[START SELECTED PASSAGE]

That's arguably even worse than taking apart a Mac laptop.

BTW, the way, the techs tell me that once you take off the glass, it's extremely hard to not get dust behind the glass.

It's too bad they've moved away from the iMac G5's days when a lot of these parts were actually designed to be user replaceable.
 

Emulex

Diamond Member
Jan 28, 2001
9,759
1
71
why i like the mac pro. I can upgrade to 6-core cpu's (dual quad core xeon now) - i can add raid cards external storage. anything pretty much. flash a 5870 and use it (pc version). When the 2009 machine is 5 years old it will still sell for a pretty penny since it is 10.7/10.8 (64 bit only) compatible. Plus i can pick a better quality monitor than the junk that apple sells.

[END SELECTED PASSAGE]
[START DATA]

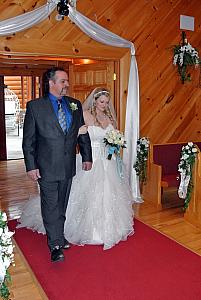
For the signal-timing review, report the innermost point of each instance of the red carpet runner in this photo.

[END DATA]

* **SET TASK 1**
Write out the stretch of the Mac hardware forum discussion from "BTW, the way, the" through "that apple sells.".
* **SET TASK 2**
Answer these questions from the Mac hardware forum discussion:
(a) According to the techs, what is extremely hard to avoid once the glass is taken off?
(b) Which iMac model had many parts that were designed to be user replaceable?
(c) Which OS X versions does the post say the 2009 machine is compatible with?
* **SET TASK 3**
Supply what comes next in the Mac hardware forum discussion, starting after its last sentence.

* **TASK ANSWER 1**
BTW, the way, the techs tell me that once you take off the glass, it's extremely hard to not get dust behind the glass.

It's too bad they've moved away from the iMac G5's days when a lot of these parts were actually designed to be user replaceable.
 

Emulex

Diamond Member
Jan 28, 2001
9,759
1
71
why i like the mac pro. I can upgrade to 6-core cpu's (dual quad core xeon now) - i can add raid cards external storage. anything pretty much. flash a 5870 and use it (pc version). When the 2009 machine is 5 years old it will still sell for a pretty penny since it is 10.7/10.8 (64 bit only) compatible. Plus i can pick a better quality monitor than the junk that apple sells.

* **TASK ANSWER 2**
(a) Getting dust behind the glass.
(b) The iMac G5.
(c) 10.7 and 10.8 (64 bit only).

* **TASK ANSWER 3**
Eug

Lifer
Mar 11, 2000
24,156
1,804
126
HDD Fan Control software addresses iMac hard drive replacement issue

According to the developer behind HDD Fan Control, this is a problem that has been present in iMac models since late 2009. The dev wrote his HDD Fan control application after he replaced his own hard drive and the fan speed for the drive increased to 6000 rpm. He used the hard drive's S.M.A.R.T. (Self-Monitoring, Analysis and Reporting Technology) interface to control the speed of the fan and bring it down to a normal level.
 

Emulex

Diamond Member
Jan 28, 2001
9,759
1
71
yeah the dual quad core 2.26 goes for about $1500 used and $1800-2000 on ebay (higher having applecare still).

but there is a price to pay for something that works well and is fully ECC compliant and when you get tired of 2.26ghz you can bop in some 6-core's and bump the ram up to 1333mhz.
 

Hellhammer

AnandTech Emeritus
Apr 25, 2011
701
4
81
yeah the dual quad core 2.26 goes for about $1500 used and $1800-2000 on ebay (higher having applecare still).

but there is a price to pay for something that works well and is fully ECC compliant and when you get tired of 2.26ghz you can bop in some 6-core's and bump the ram up to 1333mhz.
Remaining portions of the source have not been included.